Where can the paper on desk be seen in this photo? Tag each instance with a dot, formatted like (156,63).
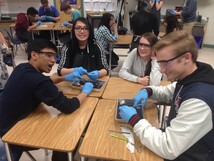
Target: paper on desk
(130,138)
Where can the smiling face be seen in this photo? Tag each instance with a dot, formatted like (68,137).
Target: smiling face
(81,31)
(144,49)
(44,60)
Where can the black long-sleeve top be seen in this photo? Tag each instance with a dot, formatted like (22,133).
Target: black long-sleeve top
(25,90)
(143,22)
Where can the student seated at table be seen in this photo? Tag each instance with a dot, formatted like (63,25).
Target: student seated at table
(141,66)
(27,87)
(189,135)
(83,51)
(24,24)
(74,13)
(107,32)
(48,13)
(3,69)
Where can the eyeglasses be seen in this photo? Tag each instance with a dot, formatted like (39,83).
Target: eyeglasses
(48,54)
(147,46)
(79,29)
(164,63)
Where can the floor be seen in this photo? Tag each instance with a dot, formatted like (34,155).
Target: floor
(205,55)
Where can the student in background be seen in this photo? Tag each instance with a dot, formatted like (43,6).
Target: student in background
(107,32)
(83,51)
(140,66)
(24,24)
(27,87)
(156,6)
(189,135)
(48,13)
(171,23)
(74,13)
(142,22)
(188,14)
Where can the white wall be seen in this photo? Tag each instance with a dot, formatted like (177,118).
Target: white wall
(205,8)
(16,6)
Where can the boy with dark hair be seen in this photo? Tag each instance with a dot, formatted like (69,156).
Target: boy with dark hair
(74,13)
(24,24)
(27,87)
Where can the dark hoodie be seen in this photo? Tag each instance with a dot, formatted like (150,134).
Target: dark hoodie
(199,85)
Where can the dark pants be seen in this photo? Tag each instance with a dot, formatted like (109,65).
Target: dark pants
(16,152)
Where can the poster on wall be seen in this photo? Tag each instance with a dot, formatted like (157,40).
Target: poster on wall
(71,2)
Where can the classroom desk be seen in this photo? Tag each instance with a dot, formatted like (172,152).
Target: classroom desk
(66,88)
(47,128)
(120,88)
(45,26)
(97,142)
(59,28)
(122,40)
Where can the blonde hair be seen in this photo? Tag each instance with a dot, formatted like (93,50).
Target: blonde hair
(181,41)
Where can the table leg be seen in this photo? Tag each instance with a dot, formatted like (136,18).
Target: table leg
(70,156)
(8,152)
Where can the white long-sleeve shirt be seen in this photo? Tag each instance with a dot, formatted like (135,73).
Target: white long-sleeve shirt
(193,121)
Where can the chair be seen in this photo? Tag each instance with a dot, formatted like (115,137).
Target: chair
(16,42)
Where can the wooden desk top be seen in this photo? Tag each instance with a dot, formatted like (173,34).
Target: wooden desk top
(47,128)
(123,40)
(66,88)
(120,88)
(97,142)
(60,27)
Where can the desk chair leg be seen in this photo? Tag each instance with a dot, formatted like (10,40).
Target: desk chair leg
(110,55)
(30,155)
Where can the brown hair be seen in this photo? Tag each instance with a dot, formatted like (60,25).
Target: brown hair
(181,41)
(44,1)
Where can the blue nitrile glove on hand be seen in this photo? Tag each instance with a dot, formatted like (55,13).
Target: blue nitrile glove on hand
(87,88)
(140,98)
(43,18)
(126,112)
(49,18)
(172,11)
(73,77)
(65,24)
(80,70)
(94,75)
(38,23)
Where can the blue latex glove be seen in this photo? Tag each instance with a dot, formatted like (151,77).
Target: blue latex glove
(87,88)
(65,24)
(126,112)
(38,23)
(140,98)
(43,18)
(49,18)
(94,75)
(80,70)
(73,77)
(172,11)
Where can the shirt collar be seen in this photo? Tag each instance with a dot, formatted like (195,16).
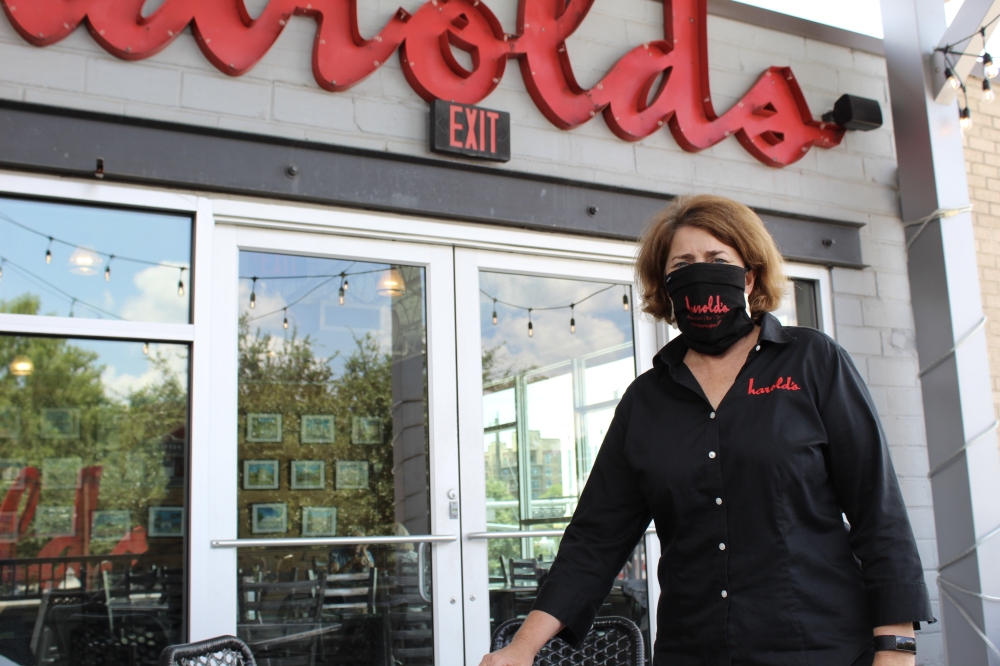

→ **Activity**: Reproduce each line above precisely, with no pictures.

→ **Your solution**:
Where can the paper on desk be seen in this photo? Tag each instance with a dot, formatted like (156,63).
Target: paper on desk
(130,138)
Where can the smiling face be seen in this photo? Tag each instance with a dot, formatted like (68,137).
Target: smiling face
(81,31)
(144,49)
(44,60)
Where can the black long-sleeve top be seen in this photo? Tag each instance with a dot, formatted like (22,133).
Target: black long-sleeve top
(25,90)
(143,22)
Where can the student seated at table be seen in this photo? Tag each instance with a dot, formatted like (63,25).
Target: student seated at table
(141,66)
(27,87)
(189,135)
(83,51)
(24,24)
(74,13)
(107,32)
(48,13)
(3,69)
Where can the eyeglasses be seen in this photo? Tag each instance with a dot, formatted like (39,83).
Target: eyeglasses
(48,54)
(147,46)
(79,29)
(164,63)
Where can the floor be seen in this photo? Tag each instance with a dot, formatted like (34,155).
Target: floor
(205,55)
Where can the student in background be seen in this photo? Tag each instance with a dot, formatted like (43,6).
Target: student in background
(107,32)
(83,51)
(140,66)
(24,24)
(27,87)
(156,6)
(189,135)
(48,13)
(171,23)
(74,13)
(142,22)
(188,14)
Where can the white wall be seen in this photo? Tag each instance with a dot, formatted like (177,118).
Target: white wall
(205,8)
(16,6)
Where can the boy with dark hair be seen in this photo? Tag each instance with a dot, formatted like (69,156).
Target: boy with dark hair
(74,13)
(24,24)
(27,87)
Where can the dark hoodie be seen in this photo? Tag each instance with a dot, formatted like (150,134).
Target: dark hoodie
(199,85)
Where can the dark pants be seen in this photo? Tag each instance with a dot, formatted like (109,65).
Target: dark pants
(16,152)
Where can the poster on wall be seen in this photo? Tag each instance with a dot, formatted like (157,40).
Target: poster on wall
(71,2)
Where can the classroom desk be seen in this photo? Tag each instance with a dot, formatted like (172,152).
Target: classroom desk
(66,88)
(47,128)
(120,88)
(45,26)
(97,142)
(59,28)
(122,40)
Where can the blonde hair be seen in this photo? Tag each instance with a dot, formatted like (93,50).
Target: blonde hair
(181,41)
Where can the table leg be seen in this photo? Tag each instance with a dot, formatted like (136,18).
Target: table leg
(70,156)
(8,152)
Where can the white long-sleeve shirt be seen in this photo? Tag each instance with a dot, formatted like (135,73).
Target: white long-sleeve shirt
(193,121)
Where can the chair be seen in this photo? Tag each instance with a dot, formatted like (115,137).
Target: chair
(16,42)
Where can the wooden desk top be seen in this photo? Tag each instance with a dot, formatted like (173,34).
Target: wooden desk top
(47,128)
(123,40)
(66,88)
(120,88)
(97,142)
(60,27)
Where can the desk chair leg be seen in this photo? Tag each instance with a dot, formatted like (10,40).
Target: desk chair leg
(110,55)
(30,155)
Where can the brown hair be seen in this photo? Tag each instance with a dot, formatted like (60,25).
Target: brown hair
(181,41)
(44,1)
Where can the blue nitrile glove on hand be seen in this photo? Tag each instance with a dot, formatted like (55,13).
Target: blue nitrile glove on hand
(87,88)
(140,98)
(43,18)
(126,112)
(49,18)
(172,11)
(73,77)
(65,24)
(80,70)
(94,75)
(38,23)
Where can the blue latex glove be seen in this photo? Tag each instance with a dot, formatted like (151,77).
Target: blue latex glove
(87,88)
(65,24)
(126,112)
(38,23)
(140,98)
(43,18)
(49,18)
(94,75)
(80,70)
(73,77)
(172,11)
Where can the shirt collar be seen in this photo? Tag each instance with a dot, formatted like (195,16).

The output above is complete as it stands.